**DESCRIPTION OF THE TASK**. The copy you produce must repeat each record exactly and contain no pictures.

________________

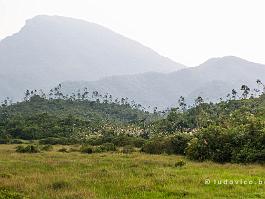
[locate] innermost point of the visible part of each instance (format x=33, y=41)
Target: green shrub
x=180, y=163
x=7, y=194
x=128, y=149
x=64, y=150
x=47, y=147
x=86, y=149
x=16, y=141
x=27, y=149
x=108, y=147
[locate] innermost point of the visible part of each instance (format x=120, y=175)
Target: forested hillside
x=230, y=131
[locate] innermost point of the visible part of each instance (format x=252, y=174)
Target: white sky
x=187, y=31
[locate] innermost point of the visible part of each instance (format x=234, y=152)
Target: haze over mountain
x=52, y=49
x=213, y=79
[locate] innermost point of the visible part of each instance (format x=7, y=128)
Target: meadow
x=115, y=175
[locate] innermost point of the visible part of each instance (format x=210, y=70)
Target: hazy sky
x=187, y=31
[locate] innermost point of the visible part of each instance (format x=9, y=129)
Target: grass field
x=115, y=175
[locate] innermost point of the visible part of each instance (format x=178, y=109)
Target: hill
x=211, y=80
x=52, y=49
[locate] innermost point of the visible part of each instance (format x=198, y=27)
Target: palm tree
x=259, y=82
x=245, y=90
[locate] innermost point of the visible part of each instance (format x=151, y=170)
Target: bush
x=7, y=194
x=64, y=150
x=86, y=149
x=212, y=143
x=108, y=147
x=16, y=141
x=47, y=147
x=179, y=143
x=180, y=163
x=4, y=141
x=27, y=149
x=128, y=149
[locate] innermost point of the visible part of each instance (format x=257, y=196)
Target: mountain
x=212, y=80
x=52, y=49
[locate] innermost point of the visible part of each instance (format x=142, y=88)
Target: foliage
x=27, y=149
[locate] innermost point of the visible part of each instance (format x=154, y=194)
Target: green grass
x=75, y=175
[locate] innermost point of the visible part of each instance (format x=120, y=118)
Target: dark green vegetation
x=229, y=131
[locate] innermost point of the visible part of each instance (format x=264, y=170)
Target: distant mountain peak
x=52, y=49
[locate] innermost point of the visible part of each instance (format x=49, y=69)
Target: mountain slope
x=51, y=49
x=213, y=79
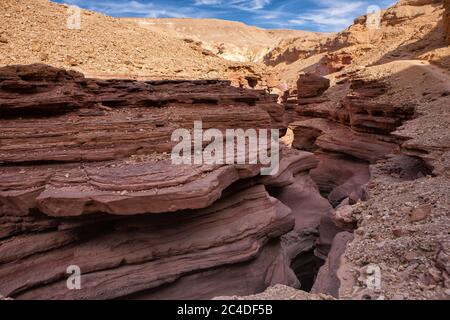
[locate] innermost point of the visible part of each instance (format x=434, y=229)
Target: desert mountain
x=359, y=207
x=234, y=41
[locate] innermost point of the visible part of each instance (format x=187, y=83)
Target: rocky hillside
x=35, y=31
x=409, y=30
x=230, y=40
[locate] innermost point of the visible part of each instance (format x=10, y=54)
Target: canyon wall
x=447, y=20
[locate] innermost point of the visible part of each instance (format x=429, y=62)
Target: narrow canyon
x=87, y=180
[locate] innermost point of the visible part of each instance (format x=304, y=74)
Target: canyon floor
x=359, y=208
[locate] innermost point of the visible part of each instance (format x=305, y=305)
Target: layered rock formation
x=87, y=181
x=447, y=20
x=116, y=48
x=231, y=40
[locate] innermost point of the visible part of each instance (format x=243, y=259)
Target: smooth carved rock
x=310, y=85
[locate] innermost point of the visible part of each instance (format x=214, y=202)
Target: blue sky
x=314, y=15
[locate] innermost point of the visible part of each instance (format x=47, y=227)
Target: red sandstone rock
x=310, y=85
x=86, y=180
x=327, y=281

________________

**ANSWER FOR THE TASK**.
[locate] innermost point of the visible part of each instance (format x=33, y=41)
Target: green shrub
x=180, y=163
x=7, y=194
x=128, y=149
x=64, y=150
x=47, y=147
x=86, y=149
x=16, y=141
x=27, y=149
x=108, y=147
[locate] innermost point of the visible part of each instance (format x=120, y=175)
Target: forested hillside
x=230, y=131
[locate] innermost point of the visible part of each instance (format x=252, y=174)
Target: white sky
x=187, y=31
[locate] innermost point of the visible part of each instance (format x=234, y=152)
Target: haze over mountain
x=52, y=49
x=213, y=79
[locate] innermost point of the visible part of each instance (format x=7, y=128)
Target: meadow
x=115, y=175
[locate] innermost point of the visible part of each instance (format x=210, y=70)
Target: hazy sky
x=187, y=31
[locate] innermost point of the visible part of each instance (format x=9, y=129)
Target: grass field
x=115, y=175
[locate] innermost point of the visible part of each instance (format x=178, y=109)
Target: hill
x=211, y=80
x=52, y=49
[locate] innermost point of the visible part of each instance (format x=198, y=27)
Target: palm tree
x=259, y=82
x=245, y=90
[locate] innermost point of the visible part of each instance (format x=151, y=170)
Target: bush
x=7, y=194
x=64, y=150
x=86, y=149
x=212, y=143
x=108, y=147
x=16, y=141
x=47, y=147
x=179, y=143
x=180, y=163
x=4, y=141
x=27, y=149
x=128, y=149
[locate] innermost point of the visible part of each instance (format x=257, y=196)
Target: mountain
x=212, y=80
x=52, y=49
[locate] innermost point of the visible part of each instance (format x=142, y=88)
Target: foliage
x=27, y=149
[locate] innermost point of the visible part of each instance (format x=154, y=194)
Target: green grass
x=75, y=175
[locate] innermost point of the visible part of each instance (format x=120, y=118)
Target: dark green vegetation
x=229, y=131
[locate] innermost point of the visible part of each instance (format x=264, y=170)
Target: distant mountain peak
x=52, y=49
[locate] innermost point of the visible part of each instance (format x=49, y=69)
Target: mountain slope
x=51, y=49
x=213, y=79
[locate] innermost point of the visible part of each instance (format x=434, y=229)
Target: desert mountain
x=359, y=207
x=234, y=41
[locate] innermost point of the visible part of each instance (format x=187, y=83)
Target: rocky hillside
x=35, y=31
x=409, y=30
x=230, y=40
[locate] innermost point of the visible part of each instance (format x=10, y=54)
Target: canyon wall
x=447, y=20
[locate] innermost point of the visible part of each instance (format x=429, y=62)
Target: narrow canyon
x=87, y=180
[locate] innermost point of the visible part of each instance (format x=304, y=74)
Target: canyon floor
x=359, y=208
[locate] innermost point of the visible part of each instance (format x=305, y=305)
Target: layered rock formation
x=87, y=181
x=447, y=20
x=116, y=48
x=231, y=40
[locate] innermost point of the visible part of each instance (format x=243, y=259)
Target: smooth carved rock
x=310, y=85
[locate] innermost point of the visible part of each instance (format x=214, y=202)
Target: blue sky
x=314, y=15
[locate] innermost point of the visible part of each instance (format x=47, y=227)
Target: red sandstone rock
x=310, y=85
x=86, y=180
x=327, y=281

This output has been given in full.